[AUSGANGSTEXT]
○ ○ ○

Auch der Psychologe Mark Griffiths und dessen Kollegen sind von der öffentlichen Debatte mindestens irritiert und sprechen von "Chaos und Konfusion". Nicht nur die Kriterien der APA seien fragwürdig: Insbesondere die Frage nach dem eigentlichen Objekt der Begierde, dem Auslöser der Sucht, treibt sie um. Es bleibe unklar, ob die Spielenden nach einem bestimmten Genre, einzelnen Videospielen, der Online-Nutzung an sich oder etwas ganz anderem süchtig seien. Griffiths und seine Co-Autoren sehen das Problem eher als eine Kombination aus der jeweiligen Persönlichkeit, der sozialen Situation, mangelnder Orientierung und dem Medienangebot.

Gegenüber Polygon erklärt Dr. Anthony M. Bean:

"Wir wissen nicht, was Videospielsucht ist... Die psychologischen und medizinischen Felder haben das Konzept der Abhängigkeit genommen – egal, ob es sich dabei um Substanz-Missbrauch oder irgendetwas Ähnliches handelt – und einfach mit Videospielen ausgetauscht. Der Gedanke war: 'Oh, es ist eine Form der Abhängigkeit. Es ist wie jede andere Abhängigkeit.' Aber es ist nicht dasselbe."

Der Psychologe gibt zu Bedenken, dass so hypothetisch auch andere Hobbys wie Football oder Lesen zur Krankheit erklärt werden könnten. In Sachen Videospielsucht würden außerdem die falschen Fragen gestellt. Es gehe doch vielmehr darum, ob eine Person aufgrund des Spielens seine Arbeit vernachlässige, keine Rechnungen mehr zahle oder auf irgendeine Art und Weise ein produktiver Teil der Gesellschaft sei. Womöglich könnte eine Pathologisierung mehr Schaden anrichten, als eine Behandlung der angeblichen Spielsucht helfen würde:

"Vielleicht ist diese Person ängstlich. Vielleicht ist diese Person in Wirklichkeit depressiv und nutzt Videospiele als Coping-Mechanismus, durch den sie mit persönlichem Stress umgehen kann."

"Das sind alles Fragen, die im Moment nicht gestellt werden. "

Auch das vermehrte Aufkommen von Camps, in denen Kindern die Online-Spielsucht ausgetrieben werden soll, sei äußerst kritisch zu betrachten:

"Wenn du 'Videospielsucht' googelst, gibt es hier Camps in den Vereinigten Staaten. Du wirst Hunderte aufpoppen sehen. Es ist wahnsinnig, die Leute schicken ihre Kinder über den Sommer in diese Wildnis-Programme und denken 'Oh, sie werden meine Videospielsucht heilen, oh mein Gott!' Aber das tun sie nicht."

○ ○ ○

[ZU BEARBEITENDE AUFGABEN]
1. Nenne alle Faktoren, aus deren Kombination Griffiths und seine Co-Autoren im Ausgangstext das Problem eher erklären.
2. Schreibe den Ausgangstext über Videospielsucht nach dem letzten Zitat weiter.
Die Zeilen haben mit dem Ausgangstext nichts zu tun.

○ ○ ○

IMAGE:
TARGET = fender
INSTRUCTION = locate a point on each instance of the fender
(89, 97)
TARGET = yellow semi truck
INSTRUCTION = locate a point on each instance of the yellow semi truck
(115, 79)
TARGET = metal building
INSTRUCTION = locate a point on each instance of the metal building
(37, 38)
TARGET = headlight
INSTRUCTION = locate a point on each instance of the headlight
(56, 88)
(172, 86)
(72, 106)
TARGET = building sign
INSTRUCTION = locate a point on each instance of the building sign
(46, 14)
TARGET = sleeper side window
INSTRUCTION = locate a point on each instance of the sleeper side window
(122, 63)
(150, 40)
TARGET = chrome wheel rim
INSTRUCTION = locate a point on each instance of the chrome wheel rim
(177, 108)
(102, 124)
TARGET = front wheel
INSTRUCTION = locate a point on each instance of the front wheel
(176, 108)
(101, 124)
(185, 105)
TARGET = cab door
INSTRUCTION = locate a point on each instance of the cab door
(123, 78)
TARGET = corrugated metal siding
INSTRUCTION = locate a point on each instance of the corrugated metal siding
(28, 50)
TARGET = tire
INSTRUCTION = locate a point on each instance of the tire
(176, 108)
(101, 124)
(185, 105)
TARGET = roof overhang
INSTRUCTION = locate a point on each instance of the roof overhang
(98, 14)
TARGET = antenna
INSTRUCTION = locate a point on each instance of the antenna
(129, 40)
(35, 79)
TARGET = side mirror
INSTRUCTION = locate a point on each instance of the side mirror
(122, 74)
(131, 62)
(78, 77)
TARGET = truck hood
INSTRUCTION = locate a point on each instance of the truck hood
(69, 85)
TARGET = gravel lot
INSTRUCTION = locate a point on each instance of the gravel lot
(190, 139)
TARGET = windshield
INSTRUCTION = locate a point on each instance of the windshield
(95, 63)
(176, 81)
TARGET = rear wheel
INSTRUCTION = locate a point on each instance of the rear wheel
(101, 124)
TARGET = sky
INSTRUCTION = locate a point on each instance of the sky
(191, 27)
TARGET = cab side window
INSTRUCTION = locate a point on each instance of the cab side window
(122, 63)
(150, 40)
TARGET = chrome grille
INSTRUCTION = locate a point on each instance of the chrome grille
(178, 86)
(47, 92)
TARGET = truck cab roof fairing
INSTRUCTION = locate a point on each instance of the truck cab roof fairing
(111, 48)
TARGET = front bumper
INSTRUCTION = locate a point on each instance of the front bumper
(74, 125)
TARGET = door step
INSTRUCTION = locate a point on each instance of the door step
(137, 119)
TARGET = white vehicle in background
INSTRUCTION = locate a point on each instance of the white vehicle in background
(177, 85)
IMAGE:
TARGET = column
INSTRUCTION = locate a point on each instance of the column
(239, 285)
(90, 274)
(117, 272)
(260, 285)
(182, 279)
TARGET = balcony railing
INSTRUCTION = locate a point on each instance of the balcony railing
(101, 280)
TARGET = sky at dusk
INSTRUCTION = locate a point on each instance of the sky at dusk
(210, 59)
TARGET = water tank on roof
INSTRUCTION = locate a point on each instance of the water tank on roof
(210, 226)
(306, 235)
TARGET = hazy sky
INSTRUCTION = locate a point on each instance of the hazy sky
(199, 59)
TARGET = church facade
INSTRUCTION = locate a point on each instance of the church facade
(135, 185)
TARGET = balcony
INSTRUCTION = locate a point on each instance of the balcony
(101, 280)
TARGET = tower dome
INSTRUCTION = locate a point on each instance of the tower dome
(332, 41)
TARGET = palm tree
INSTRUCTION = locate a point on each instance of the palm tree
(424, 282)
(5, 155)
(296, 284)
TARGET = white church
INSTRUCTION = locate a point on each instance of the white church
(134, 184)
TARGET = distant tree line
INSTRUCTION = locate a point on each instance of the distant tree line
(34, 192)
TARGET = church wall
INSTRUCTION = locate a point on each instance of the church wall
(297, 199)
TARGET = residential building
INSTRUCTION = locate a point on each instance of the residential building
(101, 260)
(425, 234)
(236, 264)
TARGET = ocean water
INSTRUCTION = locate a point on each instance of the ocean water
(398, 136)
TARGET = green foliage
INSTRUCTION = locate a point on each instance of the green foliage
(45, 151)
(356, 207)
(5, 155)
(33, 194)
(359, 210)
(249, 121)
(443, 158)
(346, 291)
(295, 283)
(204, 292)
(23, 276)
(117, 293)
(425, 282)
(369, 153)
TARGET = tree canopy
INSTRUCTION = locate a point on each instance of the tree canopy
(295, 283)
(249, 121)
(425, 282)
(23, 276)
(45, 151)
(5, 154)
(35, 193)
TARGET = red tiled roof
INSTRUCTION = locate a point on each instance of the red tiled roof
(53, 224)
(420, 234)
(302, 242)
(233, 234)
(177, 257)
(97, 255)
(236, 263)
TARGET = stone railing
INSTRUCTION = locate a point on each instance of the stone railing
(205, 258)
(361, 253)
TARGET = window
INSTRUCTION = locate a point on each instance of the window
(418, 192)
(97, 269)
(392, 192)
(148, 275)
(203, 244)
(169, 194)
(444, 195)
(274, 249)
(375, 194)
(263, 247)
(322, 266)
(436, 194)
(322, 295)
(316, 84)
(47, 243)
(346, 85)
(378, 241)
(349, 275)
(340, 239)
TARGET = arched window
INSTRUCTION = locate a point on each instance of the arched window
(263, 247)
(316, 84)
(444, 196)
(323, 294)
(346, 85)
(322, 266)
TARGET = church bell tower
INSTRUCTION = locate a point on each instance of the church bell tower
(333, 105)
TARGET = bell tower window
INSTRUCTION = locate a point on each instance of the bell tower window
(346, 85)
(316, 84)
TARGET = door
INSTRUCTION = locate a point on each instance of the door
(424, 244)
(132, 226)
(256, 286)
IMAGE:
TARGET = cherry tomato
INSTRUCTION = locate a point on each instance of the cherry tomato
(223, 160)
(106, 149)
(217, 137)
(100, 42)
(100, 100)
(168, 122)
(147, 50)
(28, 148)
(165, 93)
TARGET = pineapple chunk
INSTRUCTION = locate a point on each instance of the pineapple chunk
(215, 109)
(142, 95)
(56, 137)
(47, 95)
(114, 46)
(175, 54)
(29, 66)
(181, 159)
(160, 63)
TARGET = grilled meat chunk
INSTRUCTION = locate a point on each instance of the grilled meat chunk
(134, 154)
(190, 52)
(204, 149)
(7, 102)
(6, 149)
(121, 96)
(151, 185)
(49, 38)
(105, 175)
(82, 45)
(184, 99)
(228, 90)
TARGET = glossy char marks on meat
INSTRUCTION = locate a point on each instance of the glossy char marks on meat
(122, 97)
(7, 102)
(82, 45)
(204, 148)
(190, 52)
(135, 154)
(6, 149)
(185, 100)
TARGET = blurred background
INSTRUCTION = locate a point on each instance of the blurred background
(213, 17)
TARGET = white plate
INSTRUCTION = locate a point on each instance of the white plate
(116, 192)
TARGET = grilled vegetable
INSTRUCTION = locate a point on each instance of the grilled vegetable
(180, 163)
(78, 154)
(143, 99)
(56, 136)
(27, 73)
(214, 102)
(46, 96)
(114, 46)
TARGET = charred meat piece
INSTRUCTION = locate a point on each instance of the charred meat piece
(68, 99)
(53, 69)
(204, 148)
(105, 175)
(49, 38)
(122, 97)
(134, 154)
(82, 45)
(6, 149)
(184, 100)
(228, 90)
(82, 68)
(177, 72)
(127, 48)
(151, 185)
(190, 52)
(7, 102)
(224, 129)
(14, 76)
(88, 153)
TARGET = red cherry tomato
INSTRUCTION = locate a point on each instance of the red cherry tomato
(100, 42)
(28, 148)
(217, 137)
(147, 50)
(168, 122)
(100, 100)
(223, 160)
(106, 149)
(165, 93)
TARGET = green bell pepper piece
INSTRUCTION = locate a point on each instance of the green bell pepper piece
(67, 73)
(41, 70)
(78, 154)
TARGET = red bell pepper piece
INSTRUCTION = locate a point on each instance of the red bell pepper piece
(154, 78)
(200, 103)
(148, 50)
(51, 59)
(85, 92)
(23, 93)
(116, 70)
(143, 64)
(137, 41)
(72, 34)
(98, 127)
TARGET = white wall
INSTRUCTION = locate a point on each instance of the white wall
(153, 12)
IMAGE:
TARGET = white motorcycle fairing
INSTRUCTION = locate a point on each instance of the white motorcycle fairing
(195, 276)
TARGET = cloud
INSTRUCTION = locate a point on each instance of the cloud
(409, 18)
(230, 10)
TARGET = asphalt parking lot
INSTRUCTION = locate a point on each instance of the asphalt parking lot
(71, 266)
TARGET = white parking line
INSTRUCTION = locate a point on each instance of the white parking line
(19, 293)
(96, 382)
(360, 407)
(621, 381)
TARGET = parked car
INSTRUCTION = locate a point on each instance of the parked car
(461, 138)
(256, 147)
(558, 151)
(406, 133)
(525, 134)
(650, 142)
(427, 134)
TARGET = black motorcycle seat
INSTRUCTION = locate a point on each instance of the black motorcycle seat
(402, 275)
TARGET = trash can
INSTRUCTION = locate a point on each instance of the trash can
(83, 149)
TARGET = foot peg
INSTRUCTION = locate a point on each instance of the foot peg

○ ○ ○

[LÖSUNGEN IM EINZELNEN]
1.
- die jeweilige Persönlichkeit
- die soziale Situation
- mangelnde Orientierung
- das Medienangebot

2.
"Sie verstehen die Idee der Videospielsucht nicht. Sie verstehen nicht, dass es das gar nicht wirklich gibt."

Sollte Videospiel- beziehungsweise Online-Spielsucht tatsächlich als Krankheit anerkannt werden, würden unzählige Menschen mit einem Schlag therapiebedürftig. Das eröffnet einen völlig neuen, riesigen Markt, was bei der Debatte ebenfalls eine große Rolle spielen dürfte. Dementsprechend viel Druck üben zum Beispiel Politiker auf diejenigen aus, die solche Entscheidungen treffen. Bereits 2016 hat Dr. Geoffrey M. Reed (Mitglied einer WHO-Beratergruppe, die an der nächsten ICD-Ausgabe arbeitet) in einer Email an Polygon Folgendes geschrieben:

"Nicht alles hängt von mir ab. Wir waren enormem Druck ausgesetzt, das beizufügen, insbesondere von asiatischen Ländern."

Laut Thorsten Quandt werde hier gerade ein "gefährlicher Präzedenzfall geschaffen, weitgehend unter Ausschluss der Öffentlichkeit und großen Teilen der Wissenschaft". Er befürchte einen Dammbruch, der weitere neue Krankheitsbilder nach sich ziehen könnte mit "Auswirkungen, die weit über die Online-Spielsucht hinausgehen".

"Mit gutem Grund gelten in demokratischen Staaten hohe Schranken für die Einschränkung der Nutzung von Medien. Besonders die bei der WHO diskutierten unspezifischen Einschränkungen oder gar Verbote von Online-Spielen aus medizinischen Gründen wecken ungute Assoziationen mit dem Handeln autokratischer Regimes, denen vermeintliche psychische Krankheiten in der Geschichte als Vorwand für repressive Maßnahmen gegen Einzelne dienten."